▶ _Aim_:
Can you arrange the lines of the entries below as a Markdown table with a "Row" column numbering each line and a "Line" column holding its text, leaving out blank lines and the pictures?

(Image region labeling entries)
>>>
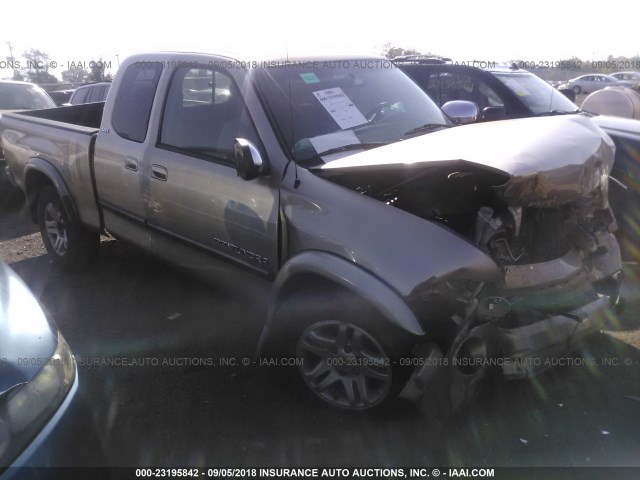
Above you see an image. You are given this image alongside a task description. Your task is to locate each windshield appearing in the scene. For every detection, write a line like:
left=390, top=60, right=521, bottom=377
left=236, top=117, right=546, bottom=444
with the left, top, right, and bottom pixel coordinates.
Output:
<<<
▶ _Final result_:
| Row | Line |
|---|---|
| 1 | Above you see an image. You are given this image alongside a task description. Your task is to locate each windshield appearing in the scene. For every detection, write a line like: |
| 2 | left=390, top=60, right=521, bottom=377 |
| 3 | left=236, top=117, right=546, bottom=444 |
| 4 | with the left, top, right, and bottom pixel coordinates. |
| 5 | Output: |